WHAT IS ASKED
Format every line of the listing below as a numbered list, leaving out blank lines.

(Position identification records)
· · · ·
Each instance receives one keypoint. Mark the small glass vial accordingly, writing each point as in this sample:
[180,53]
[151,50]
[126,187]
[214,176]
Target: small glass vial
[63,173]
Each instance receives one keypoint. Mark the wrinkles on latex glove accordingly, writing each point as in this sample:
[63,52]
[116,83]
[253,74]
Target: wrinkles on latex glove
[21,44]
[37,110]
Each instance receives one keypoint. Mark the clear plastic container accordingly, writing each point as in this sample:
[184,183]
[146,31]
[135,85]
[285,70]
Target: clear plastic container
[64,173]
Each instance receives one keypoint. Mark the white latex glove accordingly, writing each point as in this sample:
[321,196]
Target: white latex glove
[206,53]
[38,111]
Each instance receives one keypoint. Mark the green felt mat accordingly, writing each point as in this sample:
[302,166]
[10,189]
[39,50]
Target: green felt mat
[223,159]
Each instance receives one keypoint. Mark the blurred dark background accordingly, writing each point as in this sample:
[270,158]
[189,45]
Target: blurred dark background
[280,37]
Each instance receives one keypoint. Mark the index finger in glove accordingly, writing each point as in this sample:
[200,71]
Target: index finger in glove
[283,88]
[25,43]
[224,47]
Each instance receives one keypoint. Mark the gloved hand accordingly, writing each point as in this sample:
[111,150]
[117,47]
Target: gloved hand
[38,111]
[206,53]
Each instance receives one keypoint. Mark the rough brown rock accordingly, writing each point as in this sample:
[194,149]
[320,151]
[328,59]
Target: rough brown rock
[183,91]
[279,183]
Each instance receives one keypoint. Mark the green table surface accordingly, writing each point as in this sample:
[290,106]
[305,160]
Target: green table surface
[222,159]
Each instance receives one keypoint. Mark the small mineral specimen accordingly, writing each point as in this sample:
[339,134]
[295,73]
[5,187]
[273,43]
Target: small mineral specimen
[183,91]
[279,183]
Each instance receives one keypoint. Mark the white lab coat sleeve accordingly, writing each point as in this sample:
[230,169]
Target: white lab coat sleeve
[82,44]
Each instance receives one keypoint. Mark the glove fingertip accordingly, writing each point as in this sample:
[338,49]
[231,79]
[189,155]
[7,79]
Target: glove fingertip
· · · ·
OUTPUT FOR THIS TASK
1. Each instance receives one keypoint. Mark the small glass vial accordingly, writing each point as in this sample:
2. [180,53]
3. [151,50]
4. [126,187]
5. [214,176]
6. Target: small glass vial
7. [63,173]
8. Each instance receives one keypoint. Mark the wrinkles on latex glove accordingly, writing each point as in this sample:
9. [63,52]
10. [116,83]
11. [253,74]
12. Target: wrinkles on latex glove
13. [21,44]
14. [37,110]
15. Each instance receives one keypoint. Mark the clear plastic container accordingly, writing each point as in this sample:
16. [184,183]
17. [146,31]
18. [135,85]
19. [285,70]
20. Target: clear plastic container
21. [64,173]
22. Each instance receives one keypoint. Mark the white latex glove accordingly, writing each point as in this sample:
23. [321,196]
24. Target: white latex glove
25. [206,53]
26. [38,111]
27. Each instance receives one keypoint. Mark the green felt mat accordingly, writing each point as in this sample:
28. [302,166]
29. [10,189]
30. [39,50]
31. Target: green felt mat
32. [223,159]
33. Each instance receives one keypoint. Mark the blurred dark background accordingly, writing each point as in this sample:
34. [270,158]
35. [189,45]
36. Target: blurred dark background
37. [280,37]
38. Each instance receives one keypoint. Mark the index finger in glove accordingly, writing each point as in this sample:
39. [200,71]
40. Target: index finger in glove
41. [283,88]
42. [25,43]
43. [224,47]
44. Each instance receives one keypoint. Mark the gloved hand accordingly, writing each point as in this sample:
45. [111,150]
46. [117,47]
47. Target: gloved hand
48. [38,111]
49. [206,53]
50. Each instance receives one keypoint. Mark the rough brown rock accordingly, writing each point as in this sample:
51. [194,149]
52. [320,151]
53. [328,59]
54. Target: rough brown rock
55. [183,91]
56. [279,183]
57. Each instance receives one keypoint. Mark the green table surface accordingly, writing each point as in this sample:
58. [290,106]
59. [305,160]
60. Target: green table surface
61. [222,159]
62. Each instance receives one keypoint. Mark the small mineral specimen accordingly, writing each point as in this sample:
63. [339,134]
64. [295,73]
65. [5,187]
66. [273,43]
67. Target: small mineral specimen
68. [183,91]
69. [279,183]
70. Each instance receives one keypoint. Mark the white lab coat sleeve accordingly, writing each point as in this sample:
71. [230,169]
72. Target: white lab coat sleeve
73. [82,44]
74. Each instance receives one keypoint. Mark the glove fingertip accordingly, writing each point as in this sample:
75. [338,49]
76. [231,79]
77. [189,155]
78. [7,79]
79. Target: glove fingertip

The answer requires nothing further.